[Extrait du texte]
·····

La question des droits des personnes LGBT en Pologne est revenue plusieurs fois dans l’actualité. Avec des zones "sans LGBT", qui refusent de rendre certains services aux personnes discriminées, et des autorisations pour les commerces de les refuser au nom de la liberté religieuse, le pays est depuis longtemps montré comme un des plus homophobes d’Europe. Pourtant, en 2019, une proposition de loi a été déposée par le parti libéral Nowoczesna. A ce jour, elle n’a pas débouché sur une loi. En Italie, un projet de loi a été déposé en 2016, mais il n’a jamais été voté.
Et en Belgique ?

·····

[Données]
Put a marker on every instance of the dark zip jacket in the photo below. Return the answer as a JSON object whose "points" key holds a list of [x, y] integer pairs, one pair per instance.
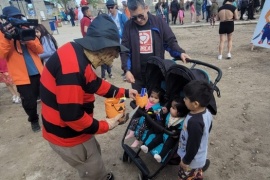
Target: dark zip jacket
{"points": [[163, 39]]}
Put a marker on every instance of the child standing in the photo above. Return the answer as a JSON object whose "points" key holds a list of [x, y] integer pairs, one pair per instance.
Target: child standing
{"points": [[48, 42], [174, 122], [193, 141], [181, 15], [213, 12], [192, 12], [152, 107], [5, 78]]}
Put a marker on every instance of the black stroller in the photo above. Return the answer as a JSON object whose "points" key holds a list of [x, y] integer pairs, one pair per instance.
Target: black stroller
{"points": [[172, 77]]}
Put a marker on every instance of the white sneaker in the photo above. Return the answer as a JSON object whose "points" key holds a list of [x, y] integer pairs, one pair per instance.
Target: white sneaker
{"points": [[13, 98], [18, 100], [229, 56], [157, 157], [144, 148]]}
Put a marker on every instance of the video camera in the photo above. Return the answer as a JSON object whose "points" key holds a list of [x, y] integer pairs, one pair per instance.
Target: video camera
{"points": [[20, 33]]}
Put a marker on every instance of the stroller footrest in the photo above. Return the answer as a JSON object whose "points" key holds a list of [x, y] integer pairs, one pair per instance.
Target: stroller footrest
{"points": [[136, 159]]}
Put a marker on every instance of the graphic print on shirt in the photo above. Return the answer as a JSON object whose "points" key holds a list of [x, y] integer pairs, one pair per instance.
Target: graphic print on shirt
{"points": [[146, 42], [183, 141]]}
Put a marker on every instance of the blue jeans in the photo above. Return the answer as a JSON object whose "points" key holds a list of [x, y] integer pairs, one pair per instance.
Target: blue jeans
{"points": [[29, 94]]}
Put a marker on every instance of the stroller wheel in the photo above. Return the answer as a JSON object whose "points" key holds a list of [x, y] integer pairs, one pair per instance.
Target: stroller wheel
{"points": [[125, 157], [142, 177]]}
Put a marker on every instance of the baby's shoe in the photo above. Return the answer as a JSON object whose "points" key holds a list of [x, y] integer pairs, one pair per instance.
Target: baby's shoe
{"points": [[144, 148], [229, 56], [111, 76], [157, 157]]}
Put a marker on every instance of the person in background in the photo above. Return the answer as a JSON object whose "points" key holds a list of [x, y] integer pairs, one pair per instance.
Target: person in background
{"points": [[48, 42], [68, 87], [72, 16], [145, 35], [76, 11], [243, 4], [86, 20], [125, 9], [174, 7], [24, 66], [198, 6], [192, 12], [208, 6], [181, 15], [226, 15], [82, 4], [204, 9], [213, 12], [5, 78], [119, 19], [250, 10]]}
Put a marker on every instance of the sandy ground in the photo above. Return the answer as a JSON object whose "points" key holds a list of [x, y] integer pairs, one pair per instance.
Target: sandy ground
{"points": [[239, 142]]}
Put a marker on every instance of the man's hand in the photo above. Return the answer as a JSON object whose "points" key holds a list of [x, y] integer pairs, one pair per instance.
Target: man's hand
{"points": [[132, 93], [184, 56], [113, 122], [130, 78], [9, 28]]}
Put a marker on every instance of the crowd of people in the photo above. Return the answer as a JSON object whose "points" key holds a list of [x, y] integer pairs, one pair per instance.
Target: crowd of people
{"points": [[39, 68], [205, 8]]}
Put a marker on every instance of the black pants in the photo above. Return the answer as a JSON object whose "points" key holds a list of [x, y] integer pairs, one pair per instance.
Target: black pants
{"points": [[208, 13], [29, 94], [174, 17]]}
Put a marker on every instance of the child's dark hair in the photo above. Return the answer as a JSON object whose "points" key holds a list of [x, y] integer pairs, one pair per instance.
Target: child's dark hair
{"points": [[182, 109], [160, 93], [45, 33], [199, 91]]}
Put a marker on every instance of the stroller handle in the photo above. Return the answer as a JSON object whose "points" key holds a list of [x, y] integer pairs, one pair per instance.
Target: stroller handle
{"points": [[195, 62], [151, 121]]}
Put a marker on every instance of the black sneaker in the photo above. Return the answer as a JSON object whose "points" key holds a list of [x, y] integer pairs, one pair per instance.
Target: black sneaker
{"points": [[110, 176], [206, 166], [35, 126]]}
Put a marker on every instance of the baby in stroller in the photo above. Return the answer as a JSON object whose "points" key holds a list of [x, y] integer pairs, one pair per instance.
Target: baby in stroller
{"points": [[173, 121], [138, 124]]}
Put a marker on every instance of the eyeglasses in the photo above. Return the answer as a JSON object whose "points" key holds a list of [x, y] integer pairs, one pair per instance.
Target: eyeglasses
{"points": [[139, 16], [110, 7]]}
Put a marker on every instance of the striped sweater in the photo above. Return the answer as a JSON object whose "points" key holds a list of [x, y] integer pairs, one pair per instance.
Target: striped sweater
{"points": [[68, 85]]}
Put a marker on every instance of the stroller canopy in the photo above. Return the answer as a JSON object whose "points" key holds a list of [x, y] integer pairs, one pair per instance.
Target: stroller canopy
{"points": [[178, 76], [156, 71]]}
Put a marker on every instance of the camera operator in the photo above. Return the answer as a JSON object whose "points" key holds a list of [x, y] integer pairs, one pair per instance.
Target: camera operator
{"points": [[24, 64]]}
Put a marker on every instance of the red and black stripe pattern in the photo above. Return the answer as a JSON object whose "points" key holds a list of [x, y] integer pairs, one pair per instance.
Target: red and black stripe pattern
{"points": [[68, 85]]}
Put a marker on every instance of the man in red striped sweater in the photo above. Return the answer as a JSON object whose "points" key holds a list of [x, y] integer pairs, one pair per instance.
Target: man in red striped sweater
{"points": [[68, 85]]}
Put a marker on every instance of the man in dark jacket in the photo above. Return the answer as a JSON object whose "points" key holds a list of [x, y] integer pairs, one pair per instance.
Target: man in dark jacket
{"points": [[174, 10], [145, 35]]}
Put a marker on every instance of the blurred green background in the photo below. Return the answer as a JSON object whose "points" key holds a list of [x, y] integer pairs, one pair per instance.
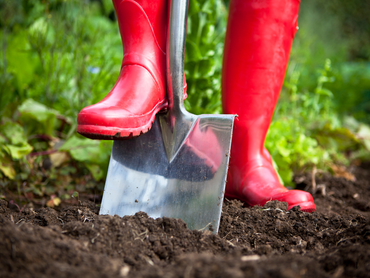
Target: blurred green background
{"points": [[58, 56]]}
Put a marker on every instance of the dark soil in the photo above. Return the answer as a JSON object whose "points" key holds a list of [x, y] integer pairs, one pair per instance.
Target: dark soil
{"points": [[264, 241]]}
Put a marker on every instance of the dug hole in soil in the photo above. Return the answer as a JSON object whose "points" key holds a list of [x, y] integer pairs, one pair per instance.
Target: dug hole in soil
{"points": [[264, 241]]}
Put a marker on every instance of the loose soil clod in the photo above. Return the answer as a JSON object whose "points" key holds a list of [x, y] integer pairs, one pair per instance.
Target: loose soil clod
{"points": [[264, 241]]}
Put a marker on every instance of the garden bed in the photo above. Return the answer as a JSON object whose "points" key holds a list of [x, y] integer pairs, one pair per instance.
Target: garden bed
{"points": [[269, 241]]}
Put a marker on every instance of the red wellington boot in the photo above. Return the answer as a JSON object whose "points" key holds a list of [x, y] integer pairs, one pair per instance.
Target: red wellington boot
{"points": [[257, 47], [140, 91]]}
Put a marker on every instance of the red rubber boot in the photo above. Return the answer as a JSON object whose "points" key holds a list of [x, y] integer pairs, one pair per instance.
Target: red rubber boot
{"points": [[140, 91], [258, 42]]}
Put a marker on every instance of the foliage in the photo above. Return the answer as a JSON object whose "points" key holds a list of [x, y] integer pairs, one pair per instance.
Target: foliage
{"points": [[204, 46], [58, 56]]}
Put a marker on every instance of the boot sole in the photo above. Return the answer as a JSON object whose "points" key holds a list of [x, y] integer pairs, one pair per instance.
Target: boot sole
{"points": [[118, 133], [305, 206]]}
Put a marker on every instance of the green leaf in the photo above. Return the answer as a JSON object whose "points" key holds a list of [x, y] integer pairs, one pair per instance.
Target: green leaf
{"points": [[17, 152], [6, 166], [14, 133], [37, 118]]}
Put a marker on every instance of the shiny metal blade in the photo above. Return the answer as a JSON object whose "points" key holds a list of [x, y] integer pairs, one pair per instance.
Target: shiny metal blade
{"points": [[190, 187]]}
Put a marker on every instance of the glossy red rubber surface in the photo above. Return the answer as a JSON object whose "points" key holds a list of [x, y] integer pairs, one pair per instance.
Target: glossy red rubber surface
{"points": [[258, 42], [140, 91]]}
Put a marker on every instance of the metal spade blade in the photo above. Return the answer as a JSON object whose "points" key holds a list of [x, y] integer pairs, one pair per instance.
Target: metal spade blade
{"points": [[178, 169]]}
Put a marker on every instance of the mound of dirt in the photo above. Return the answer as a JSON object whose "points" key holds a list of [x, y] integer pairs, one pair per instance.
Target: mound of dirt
{"points": [[264, 241]]}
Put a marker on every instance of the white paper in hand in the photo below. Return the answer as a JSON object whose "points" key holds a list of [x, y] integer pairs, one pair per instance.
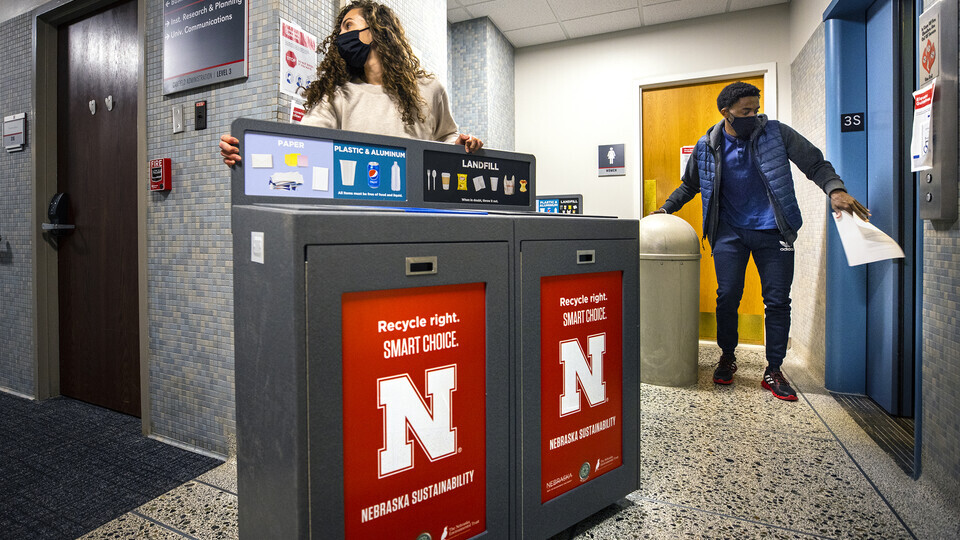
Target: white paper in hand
{"points": [[863, 242]]}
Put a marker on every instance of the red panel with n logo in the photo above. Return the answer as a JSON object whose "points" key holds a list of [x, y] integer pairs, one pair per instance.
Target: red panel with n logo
{"points": [[581, 379], [414, 426]]}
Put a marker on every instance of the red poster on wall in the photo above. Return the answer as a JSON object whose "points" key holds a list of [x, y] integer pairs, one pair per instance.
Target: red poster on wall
{"points": [[414, 386], [581, 379]]}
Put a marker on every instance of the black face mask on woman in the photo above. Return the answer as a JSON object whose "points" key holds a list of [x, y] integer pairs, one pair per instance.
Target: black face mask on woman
{"points": [[353, 51], [743, 125]]}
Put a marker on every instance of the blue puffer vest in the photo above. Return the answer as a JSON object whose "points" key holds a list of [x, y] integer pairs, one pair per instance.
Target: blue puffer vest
{"points": [[770, 155]]}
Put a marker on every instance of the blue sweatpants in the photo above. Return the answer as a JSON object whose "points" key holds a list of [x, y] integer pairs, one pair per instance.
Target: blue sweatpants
{"points": [[732, 248]]}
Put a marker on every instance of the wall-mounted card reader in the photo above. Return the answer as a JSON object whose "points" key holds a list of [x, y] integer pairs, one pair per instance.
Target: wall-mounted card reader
{"points": [[14, 132], [200, 115]]}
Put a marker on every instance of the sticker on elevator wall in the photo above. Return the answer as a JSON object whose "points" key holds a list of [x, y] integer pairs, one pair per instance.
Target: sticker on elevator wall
{"points": [[610, 160], [369, 172], [928, 44], [298, 59], [921, 143], [414, 365], [285, 166], [464, 178], [581, 372], [297, 112]]}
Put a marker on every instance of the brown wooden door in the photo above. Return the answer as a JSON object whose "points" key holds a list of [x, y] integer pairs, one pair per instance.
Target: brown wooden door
{"points": [[674, 117], [96, 162]]}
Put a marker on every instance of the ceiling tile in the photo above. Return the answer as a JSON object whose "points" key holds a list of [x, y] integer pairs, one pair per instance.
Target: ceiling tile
{"points": [[737, 5], [602, 24], [680, 10], [576, 9], [511, 15], [535, 35], [458, 15]]}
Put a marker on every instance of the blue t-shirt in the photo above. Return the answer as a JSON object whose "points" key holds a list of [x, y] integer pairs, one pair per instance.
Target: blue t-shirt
{"points": [[743, 195]]}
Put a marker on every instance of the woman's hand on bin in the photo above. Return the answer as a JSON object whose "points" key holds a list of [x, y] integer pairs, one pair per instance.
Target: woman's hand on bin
{"points": [[470, 144], [229, 149]]}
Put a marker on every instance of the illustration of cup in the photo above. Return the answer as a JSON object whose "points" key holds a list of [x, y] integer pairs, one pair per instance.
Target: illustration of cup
{"points": [[348, 171]]}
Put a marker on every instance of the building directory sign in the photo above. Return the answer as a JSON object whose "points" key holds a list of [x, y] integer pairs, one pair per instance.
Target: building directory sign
{"points": [[204, 42], [414, 428]]}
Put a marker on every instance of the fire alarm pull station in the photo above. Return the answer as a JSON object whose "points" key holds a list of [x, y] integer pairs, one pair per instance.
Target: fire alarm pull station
{"points": [[160, 174]]}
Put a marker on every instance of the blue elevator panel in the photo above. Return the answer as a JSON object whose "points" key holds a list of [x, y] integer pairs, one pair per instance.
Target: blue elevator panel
{"points": [[883, 199]]}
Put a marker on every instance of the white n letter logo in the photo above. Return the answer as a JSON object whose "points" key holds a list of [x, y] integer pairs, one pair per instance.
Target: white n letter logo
{"points": [[575, 368], [404, 407]]}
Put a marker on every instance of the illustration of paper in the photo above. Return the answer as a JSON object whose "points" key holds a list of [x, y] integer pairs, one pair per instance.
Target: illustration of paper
{"points": [[320, 179], [863, 242], [288, 180], [261, 161]]}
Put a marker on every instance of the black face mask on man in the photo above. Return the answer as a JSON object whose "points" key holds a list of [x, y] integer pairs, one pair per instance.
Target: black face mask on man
{"points": [[743, 125], [353, 51]]}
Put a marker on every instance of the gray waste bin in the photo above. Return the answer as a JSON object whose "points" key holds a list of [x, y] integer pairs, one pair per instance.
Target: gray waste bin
{"points": [[669, 301]]}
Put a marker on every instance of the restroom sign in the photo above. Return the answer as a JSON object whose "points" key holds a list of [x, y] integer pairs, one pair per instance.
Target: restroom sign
{"points": [[414, 422], [610, 160]]}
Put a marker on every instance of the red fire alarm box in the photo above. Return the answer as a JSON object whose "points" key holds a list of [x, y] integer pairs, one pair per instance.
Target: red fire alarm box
{"points": [[160, 174]]}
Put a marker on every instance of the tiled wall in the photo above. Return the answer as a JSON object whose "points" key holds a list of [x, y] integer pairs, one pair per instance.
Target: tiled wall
{"points": [[808, 104], [482, 82], [16, 217], [941, 351], [190, 257]]}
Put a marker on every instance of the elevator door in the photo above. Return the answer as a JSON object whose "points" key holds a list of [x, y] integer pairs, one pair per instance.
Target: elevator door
{"points": [[891, 199]]}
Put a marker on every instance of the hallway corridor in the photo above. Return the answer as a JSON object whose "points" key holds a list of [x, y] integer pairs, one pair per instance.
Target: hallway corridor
{"points": [[717, 462]]}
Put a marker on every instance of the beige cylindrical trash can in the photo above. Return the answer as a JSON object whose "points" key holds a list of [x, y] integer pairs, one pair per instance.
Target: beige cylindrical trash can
{"points": [[669, 301]]}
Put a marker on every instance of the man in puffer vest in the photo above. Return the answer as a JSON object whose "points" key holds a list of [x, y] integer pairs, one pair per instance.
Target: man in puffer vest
{"points": [[741, 169]]}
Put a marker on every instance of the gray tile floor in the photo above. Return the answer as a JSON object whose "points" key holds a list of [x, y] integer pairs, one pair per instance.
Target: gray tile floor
{"points": [[716, 462]]}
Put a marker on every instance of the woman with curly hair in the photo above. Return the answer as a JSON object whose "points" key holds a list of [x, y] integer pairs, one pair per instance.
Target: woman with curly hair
{"points": [[371, 81]]}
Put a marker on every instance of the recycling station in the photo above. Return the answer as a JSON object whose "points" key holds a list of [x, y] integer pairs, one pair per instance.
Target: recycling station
{"points": [[419, 355]]}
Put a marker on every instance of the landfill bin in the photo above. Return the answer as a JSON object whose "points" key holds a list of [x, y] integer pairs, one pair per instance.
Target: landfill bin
{"points": [[669, 301]]}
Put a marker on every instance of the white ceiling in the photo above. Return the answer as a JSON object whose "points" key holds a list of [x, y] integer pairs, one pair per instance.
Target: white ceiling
{"points": [[532, 22]]}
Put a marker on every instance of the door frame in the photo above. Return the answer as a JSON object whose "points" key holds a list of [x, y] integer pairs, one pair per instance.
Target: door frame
{"points": [[46, 20], [768, 70]]}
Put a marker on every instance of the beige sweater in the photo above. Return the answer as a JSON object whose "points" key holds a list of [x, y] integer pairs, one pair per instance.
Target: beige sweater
{"points": [[358, 106]]}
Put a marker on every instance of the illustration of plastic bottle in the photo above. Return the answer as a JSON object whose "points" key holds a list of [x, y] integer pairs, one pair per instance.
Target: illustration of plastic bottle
{"points": [[395, 177], [373, 175]]}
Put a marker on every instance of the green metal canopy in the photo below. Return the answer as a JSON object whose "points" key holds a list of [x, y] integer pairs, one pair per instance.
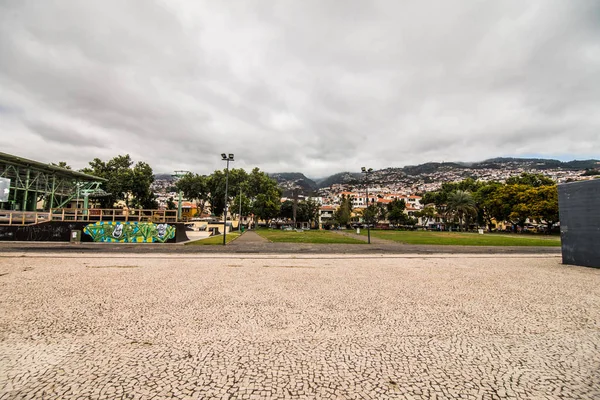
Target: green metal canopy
{"points": [[33, 182]]}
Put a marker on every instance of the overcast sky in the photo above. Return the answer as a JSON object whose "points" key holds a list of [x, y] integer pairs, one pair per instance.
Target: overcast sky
{"points": [[311, 86]]}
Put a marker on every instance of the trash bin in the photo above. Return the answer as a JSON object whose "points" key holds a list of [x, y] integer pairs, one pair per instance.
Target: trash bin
{"points": [[75, 236]]}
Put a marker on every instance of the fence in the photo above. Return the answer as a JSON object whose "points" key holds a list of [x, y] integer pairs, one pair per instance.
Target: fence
{"points": [[91, 215]]}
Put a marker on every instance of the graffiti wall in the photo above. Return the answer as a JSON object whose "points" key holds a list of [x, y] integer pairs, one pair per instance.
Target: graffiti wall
{"points": [[129, 232]]}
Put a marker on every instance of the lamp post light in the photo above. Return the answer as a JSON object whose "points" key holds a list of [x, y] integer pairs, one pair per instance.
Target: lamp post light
{"points": [[227, 158], [240, 214], [367, 172]]}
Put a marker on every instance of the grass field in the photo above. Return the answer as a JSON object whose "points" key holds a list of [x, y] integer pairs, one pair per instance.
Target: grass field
{"points": [[214, 240], [464, 239], [277, 235]]}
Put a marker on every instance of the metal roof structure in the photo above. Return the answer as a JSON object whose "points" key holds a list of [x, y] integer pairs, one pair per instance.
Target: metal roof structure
{"points": [[39, 186]]}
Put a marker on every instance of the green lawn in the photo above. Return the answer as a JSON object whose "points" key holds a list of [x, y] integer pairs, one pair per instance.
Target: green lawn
{"points": [[464, 239], [214, 240], [278, 235]]}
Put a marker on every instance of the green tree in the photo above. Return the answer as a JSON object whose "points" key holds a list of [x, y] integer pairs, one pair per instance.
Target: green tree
{"points": [[313, 209], [266, 205], [534, 180], [461, 206], [142, 178], [61, 164], [287, 210], [370, 214], [171, 204], [235, 205], [382, 212], [124, 181], [484, 200], [396, 213], [428, 212], [341, 216], [544, 207]]}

·····

[Consigne] Reprenez l'extrait sur les droits des personnes LGBT en Europe à la suite de sa dernière phrase. Les données sont tirées d'une autre source.

[Réponse]
Chez nous, le sujet est rarement évoqué. Pourtant, en 2014, une femme a été brûlée vive lors d’un exorcisme à Anvers, parce qu’elle était lesbienne. "Les témoignages récoltés confirment que ces pratiques existent au sein d’organisations sectaires nuisibles", explique Kerstine Vanderput, directrice du service analyse du Centre d’information et d’avis sur les organisations sectaires nuisibles (CIAOSN), à l’Avenir. Pour l’instant, aucun projet de loi n’a été déposé pour interdire ces pratiques. "En Belgique, à part porter plainte pour discrimination, on ne peut pas encore faire grand-chose", regrettait en 2020 Philippe Artois, coordinateur de l’association LGBT Tels Quels, cité par L’Avenir.